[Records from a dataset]
····················
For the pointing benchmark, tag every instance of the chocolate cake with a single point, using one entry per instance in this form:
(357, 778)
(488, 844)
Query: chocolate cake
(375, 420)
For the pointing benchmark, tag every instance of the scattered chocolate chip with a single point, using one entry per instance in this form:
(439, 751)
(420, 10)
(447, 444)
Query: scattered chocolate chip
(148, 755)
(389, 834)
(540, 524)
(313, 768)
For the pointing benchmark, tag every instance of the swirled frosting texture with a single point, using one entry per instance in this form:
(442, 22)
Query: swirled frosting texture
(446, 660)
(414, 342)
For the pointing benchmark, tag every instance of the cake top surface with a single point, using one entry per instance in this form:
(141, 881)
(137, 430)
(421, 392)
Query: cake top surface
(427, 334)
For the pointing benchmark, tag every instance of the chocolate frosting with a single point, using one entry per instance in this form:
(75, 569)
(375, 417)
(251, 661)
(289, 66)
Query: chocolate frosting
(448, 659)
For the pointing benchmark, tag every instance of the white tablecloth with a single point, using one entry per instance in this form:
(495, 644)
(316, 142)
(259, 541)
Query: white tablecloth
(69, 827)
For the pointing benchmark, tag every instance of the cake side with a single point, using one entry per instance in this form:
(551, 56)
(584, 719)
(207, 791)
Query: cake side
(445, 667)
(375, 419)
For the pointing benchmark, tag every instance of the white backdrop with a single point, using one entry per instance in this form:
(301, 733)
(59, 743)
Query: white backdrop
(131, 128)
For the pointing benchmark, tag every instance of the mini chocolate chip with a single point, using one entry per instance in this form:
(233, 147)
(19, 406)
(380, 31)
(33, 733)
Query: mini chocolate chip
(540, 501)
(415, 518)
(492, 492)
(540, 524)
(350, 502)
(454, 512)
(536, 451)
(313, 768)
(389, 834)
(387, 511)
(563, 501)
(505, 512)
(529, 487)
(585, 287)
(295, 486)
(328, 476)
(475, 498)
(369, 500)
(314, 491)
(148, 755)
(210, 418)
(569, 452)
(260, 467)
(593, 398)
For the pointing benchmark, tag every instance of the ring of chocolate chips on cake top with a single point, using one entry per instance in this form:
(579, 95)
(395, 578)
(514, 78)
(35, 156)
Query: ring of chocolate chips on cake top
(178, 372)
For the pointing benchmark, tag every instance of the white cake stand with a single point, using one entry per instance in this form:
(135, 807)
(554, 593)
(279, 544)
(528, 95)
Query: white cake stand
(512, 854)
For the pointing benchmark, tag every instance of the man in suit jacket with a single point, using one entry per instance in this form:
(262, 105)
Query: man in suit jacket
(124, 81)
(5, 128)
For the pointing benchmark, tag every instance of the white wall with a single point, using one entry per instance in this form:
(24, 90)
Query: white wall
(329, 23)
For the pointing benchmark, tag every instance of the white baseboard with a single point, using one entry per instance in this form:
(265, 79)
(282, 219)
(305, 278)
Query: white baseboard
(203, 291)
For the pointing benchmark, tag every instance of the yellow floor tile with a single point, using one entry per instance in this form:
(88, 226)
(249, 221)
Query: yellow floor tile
····················
▶ _Exercise prompt_
Output every line of the listing above again, character for character and in the same order.

▶ _Answer for the task_
For the pointing benchmark, tag every instance of the chocolate cake with a single point, using one entry per instance in this form:
(357, 778)
(488, 844)
Query: chocolate cake
(375, 420)
For the pointing benchmark, tag every instance of the scattered chocolate chip with a single point, using one entry per instance in this form:
(439, 751)
(420, 10)
(447, 444)
Query: scattered chocolate chip
(148, 755)
(389, 834)
(540, 524)
(313, 768)
For the pointing benchmark, tag every instance of the swirled frosting texture with a single point, using one entry per instance in this form:
(442, 22)
Query: swirled frosting texture
(446, 660)
(414, 342)
For the pointing benchmark, tag every instance of the cake top surface with a single point, using one entry per instance in this form:
(141, 881)
(137, 430)
(421, 392)
Query: cake top surface
(427, 334)
For the pointing benchmark, tag every instance of the chocolate frosting with a single point, using one entry per instance in this form:
(75, 569)
(375, 417)
(251, 661)
(289, 66)
Query: chocolate frosting
(448, 659)
For the pointing benchmark, tag every instance of the white tablecloth with a single point, using one entry per instance in this form:
(495, 644)
(316, 142)
(259, 541)
Query: white tablecloth
(69, 827)
For the pointing benchmark, tag every instance of the cake side with a single point, using one entry per instance in this form:
(551, 56)
(584, 719)
(207, 791)
Query: cake side
(445, 667)
(375, 419)
For the pointing benchmark, tag every instance of the white backdrop with a single point, using one entry per instance in this form:
(301, 733)
(59, 743)
Query: white backdrop
(131, 128)
For the pointing benchmark, tag every instance of the mini chocolate chip with a single point, using one entry per instance in this form:
(233, 147)
(19, 406)
(380, 31)
(33, 733)
Query: mini chocolate chip
(540, 501)
(415, 518)
(492, 492)
(540, 524)
(350, 502)
(454, 512)
(536, 451)
(313, 768)
(389, 834)
(387, 511)
(563, 501)
(505, 512)
(529, 487)
(585, 287)
(295, 486)
(328, 476)
(475, 498)
(369, 500)
(314, 491)
(148, 755)
(210, 418)
(569, 452)
(260, 467)
(593, 398)
For the pointing benchmark, tag every instance of the ring of chocolate chips on cake top with a single point, using one entry per instance in this form:
(579, 95)
(395, 578)
(514, 78)
(35, 156)
Query: ring of chocolate chips on cake top
(178, 372)
For the pointing benchmark, tag every instance of the white cake stand with a single point, using one entry per instance in this form:
(135, 807)
(554, 593)
(279, 544)
(528, 95)
Query: white cake stand
(512, 854)
For the pointing benchmark, tag every instance of the man in suit jacket with a single point, using one entry per instance in this form:
(262, 105)
Query: man in suit jacket
(124, 81)
(5, 128)
For the pointing benchmark, tag every instance of the white wall with a single point, using one entry per instance in this form:
(24, 90)
Query: white wall
(329, 23)
For the pointing benchmark, tag every instance of the white baseboard with a single point, using one entry per instance in this form:
(265, 79)
(282, 219)
(305, 278)
Query: white baseboard
(203, 291)
For the pointing benchmark, tag every instance of the yellow floor tile with a single point, using one entry per instance in this form:
(88, 226)
(249, 221)
Query: yellow floor tile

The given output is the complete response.